REV. JOHN WITHERSPOON
SIGNER, DECLARATION OF INDEPENDENCE
BORN FEBRUARY 5, 1722
DIED NOVEMBER 15, 1794
On this day, the 4th of July, it is good to remember that our independence from Great Britain was not assured. At the beginning of the war only about a third of the colonists favored separation from good Old King George III and we were up against the best-trained, most well-equiped army in all of Europe. But those patriots who favored it were fervent in their belief and steadfast in their resolve and eventually a majority of the colonists came along.
There were colonists like the Reverend John Witherspoon, a fairly recent immigrant from Scotland, who favored independence and, in fact, advocated it from the pulpit. Witherspoon was the only active minister to sit in the Continental Congress and to sign the Declaration of Independence. During the rousing debate about the Declaration, Witherspoon said in a floor speech in favor that the colonies were “not only ripe for the measure but in danger of rotting for the want of it.”

- - -

- Work instruction 1: According to the passage about John Witherspoon, from what country had he immigrated?
- Work instruction 2: List every date mentioned in the passage about John Witherspoon.
- Work instruction 3: Continue the passage about John Witherspoon from the end of its last sentence.
None of the tasks here require the records.

- - -

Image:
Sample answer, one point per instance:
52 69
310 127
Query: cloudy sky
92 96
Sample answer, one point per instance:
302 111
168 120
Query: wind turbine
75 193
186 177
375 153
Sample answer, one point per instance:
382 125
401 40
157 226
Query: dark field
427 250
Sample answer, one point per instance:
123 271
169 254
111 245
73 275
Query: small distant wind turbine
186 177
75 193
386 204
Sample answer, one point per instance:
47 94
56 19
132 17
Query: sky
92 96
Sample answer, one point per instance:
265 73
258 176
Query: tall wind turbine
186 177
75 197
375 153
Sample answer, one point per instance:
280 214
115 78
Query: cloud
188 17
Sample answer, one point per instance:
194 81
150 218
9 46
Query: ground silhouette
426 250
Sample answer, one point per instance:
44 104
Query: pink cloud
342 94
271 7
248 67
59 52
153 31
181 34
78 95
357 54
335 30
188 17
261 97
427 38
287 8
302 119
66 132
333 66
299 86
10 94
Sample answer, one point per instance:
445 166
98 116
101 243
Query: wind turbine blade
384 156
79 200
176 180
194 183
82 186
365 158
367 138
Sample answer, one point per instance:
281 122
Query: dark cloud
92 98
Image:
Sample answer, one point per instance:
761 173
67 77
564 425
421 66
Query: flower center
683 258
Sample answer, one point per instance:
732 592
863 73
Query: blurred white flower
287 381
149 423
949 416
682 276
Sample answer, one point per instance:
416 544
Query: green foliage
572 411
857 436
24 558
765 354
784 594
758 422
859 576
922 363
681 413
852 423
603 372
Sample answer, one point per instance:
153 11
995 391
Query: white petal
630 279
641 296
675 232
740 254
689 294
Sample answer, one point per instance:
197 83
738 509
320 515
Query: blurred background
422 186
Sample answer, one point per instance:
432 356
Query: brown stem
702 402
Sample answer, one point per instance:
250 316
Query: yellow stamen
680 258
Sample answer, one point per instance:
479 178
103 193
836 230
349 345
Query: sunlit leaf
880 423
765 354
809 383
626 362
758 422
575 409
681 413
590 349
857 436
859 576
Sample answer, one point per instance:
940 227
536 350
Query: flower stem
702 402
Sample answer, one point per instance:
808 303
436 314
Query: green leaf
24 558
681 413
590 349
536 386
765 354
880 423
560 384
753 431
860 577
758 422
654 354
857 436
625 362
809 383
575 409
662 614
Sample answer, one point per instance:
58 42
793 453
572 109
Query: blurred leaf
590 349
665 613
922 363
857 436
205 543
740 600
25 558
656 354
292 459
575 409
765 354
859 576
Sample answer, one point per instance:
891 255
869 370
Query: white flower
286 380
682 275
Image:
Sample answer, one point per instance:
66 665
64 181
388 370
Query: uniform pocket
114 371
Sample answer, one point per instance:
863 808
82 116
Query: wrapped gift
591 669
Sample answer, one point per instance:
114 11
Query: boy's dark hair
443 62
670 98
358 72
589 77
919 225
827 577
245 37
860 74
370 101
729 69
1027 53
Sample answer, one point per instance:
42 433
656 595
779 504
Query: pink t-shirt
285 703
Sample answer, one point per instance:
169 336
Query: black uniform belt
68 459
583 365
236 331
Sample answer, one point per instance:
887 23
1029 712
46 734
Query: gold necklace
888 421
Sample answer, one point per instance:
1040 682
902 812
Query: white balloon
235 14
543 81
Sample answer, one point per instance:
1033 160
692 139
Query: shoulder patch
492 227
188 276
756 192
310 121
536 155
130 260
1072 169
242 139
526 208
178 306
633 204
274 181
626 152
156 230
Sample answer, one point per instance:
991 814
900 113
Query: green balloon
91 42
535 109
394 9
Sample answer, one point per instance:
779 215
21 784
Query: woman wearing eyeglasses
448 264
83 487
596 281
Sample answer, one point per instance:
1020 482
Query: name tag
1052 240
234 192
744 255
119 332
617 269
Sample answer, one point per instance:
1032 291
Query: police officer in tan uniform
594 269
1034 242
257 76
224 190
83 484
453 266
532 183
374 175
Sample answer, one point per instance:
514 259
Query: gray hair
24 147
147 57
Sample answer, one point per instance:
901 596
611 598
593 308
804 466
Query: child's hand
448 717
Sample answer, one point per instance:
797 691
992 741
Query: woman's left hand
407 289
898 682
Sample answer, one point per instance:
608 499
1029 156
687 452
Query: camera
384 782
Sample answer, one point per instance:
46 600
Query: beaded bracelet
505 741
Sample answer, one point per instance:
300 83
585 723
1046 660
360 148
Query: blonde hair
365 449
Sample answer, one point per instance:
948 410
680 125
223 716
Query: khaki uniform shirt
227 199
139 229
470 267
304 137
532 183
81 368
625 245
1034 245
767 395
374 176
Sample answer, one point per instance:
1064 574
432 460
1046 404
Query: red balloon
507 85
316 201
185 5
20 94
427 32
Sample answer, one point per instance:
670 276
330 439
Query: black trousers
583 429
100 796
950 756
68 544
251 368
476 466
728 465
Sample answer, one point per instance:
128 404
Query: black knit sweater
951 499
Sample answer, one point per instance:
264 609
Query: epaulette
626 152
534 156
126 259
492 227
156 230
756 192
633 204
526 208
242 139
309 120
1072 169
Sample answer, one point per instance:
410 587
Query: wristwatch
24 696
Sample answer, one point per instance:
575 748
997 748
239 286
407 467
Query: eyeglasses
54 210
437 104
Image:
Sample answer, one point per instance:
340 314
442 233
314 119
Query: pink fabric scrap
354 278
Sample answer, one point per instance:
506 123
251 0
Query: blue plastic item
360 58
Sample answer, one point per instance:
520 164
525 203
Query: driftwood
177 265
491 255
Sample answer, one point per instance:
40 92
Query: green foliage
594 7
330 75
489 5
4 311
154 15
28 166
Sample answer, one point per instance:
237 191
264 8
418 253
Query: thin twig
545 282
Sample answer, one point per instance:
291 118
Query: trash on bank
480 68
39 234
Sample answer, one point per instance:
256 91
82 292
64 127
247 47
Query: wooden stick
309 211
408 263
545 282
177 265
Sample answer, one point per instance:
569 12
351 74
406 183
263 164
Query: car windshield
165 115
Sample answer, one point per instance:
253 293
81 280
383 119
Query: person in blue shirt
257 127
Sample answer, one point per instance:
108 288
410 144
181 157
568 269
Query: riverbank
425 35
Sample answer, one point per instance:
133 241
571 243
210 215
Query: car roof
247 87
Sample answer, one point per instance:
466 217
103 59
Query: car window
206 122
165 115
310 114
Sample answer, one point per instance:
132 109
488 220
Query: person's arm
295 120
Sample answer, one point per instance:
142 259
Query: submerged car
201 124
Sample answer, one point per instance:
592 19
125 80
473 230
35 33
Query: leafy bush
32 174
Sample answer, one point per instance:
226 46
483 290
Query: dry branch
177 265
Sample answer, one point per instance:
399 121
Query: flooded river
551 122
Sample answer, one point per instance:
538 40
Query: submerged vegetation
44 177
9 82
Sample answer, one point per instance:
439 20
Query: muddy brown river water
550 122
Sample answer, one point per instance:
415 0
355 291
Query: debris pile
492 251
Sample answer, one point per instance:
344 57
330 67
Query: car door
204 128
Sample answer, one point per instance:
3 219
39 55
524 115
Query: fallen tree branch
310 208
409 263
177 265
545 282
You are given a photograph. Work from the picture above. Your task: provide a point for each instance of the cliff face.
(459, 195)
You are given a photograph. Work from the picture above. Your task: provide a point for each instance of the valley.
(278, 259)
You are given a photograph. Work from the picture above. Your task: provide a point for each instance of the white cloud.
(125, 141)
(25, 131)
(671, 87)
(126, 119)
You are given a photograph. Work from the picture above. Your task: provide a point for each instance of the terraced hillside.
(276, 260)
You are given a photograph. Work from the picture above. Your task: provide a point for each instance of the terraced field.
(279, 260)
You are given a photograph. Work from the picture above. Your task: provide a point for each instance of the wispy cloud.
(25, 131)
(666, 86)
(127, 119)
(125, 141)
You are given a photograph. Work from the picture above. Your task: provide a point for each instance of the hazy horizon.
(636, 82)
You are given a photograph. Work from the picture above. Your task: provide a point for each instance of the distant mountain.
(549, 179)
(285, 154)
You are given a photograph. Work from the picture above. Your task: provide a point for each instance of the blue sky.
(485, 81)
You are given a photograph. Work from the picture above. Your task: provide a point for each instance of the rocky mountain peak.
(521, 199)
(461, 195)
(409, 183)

- - -

- Answer space 1: Scotland

- Answer space 2:
February 5, 1722
November 15, 1794
the 4th of July

- Answer space 3:
Witherspoon was at the time a minister but also the President of the College of New Jersey which later became Princeton University. During the Revolutionary War Witherspoon’s hatred of the British increased as the war dragged on. His son, James, was killed in the Battle of Germantown, Pennsylvania. In addition his beloved college was occupied by British. They took control of the main building, Nassau Hall, and burned the library. After the British evacuated Nassau Hall became a hospital to treat wounded soldiers.
Even after the conclusion of the War, Witherspoon remained active in politics. He participated in the New Jersey Convention that ratified the U.S. Constitution.
In 1791, at the ripe old age of 68, Witherspoon married again, this time to a 24-year old widow, who bore him two more children. He died in 1794 and his body was laid to rest in the President’s Lot in the Princeton Cemetery.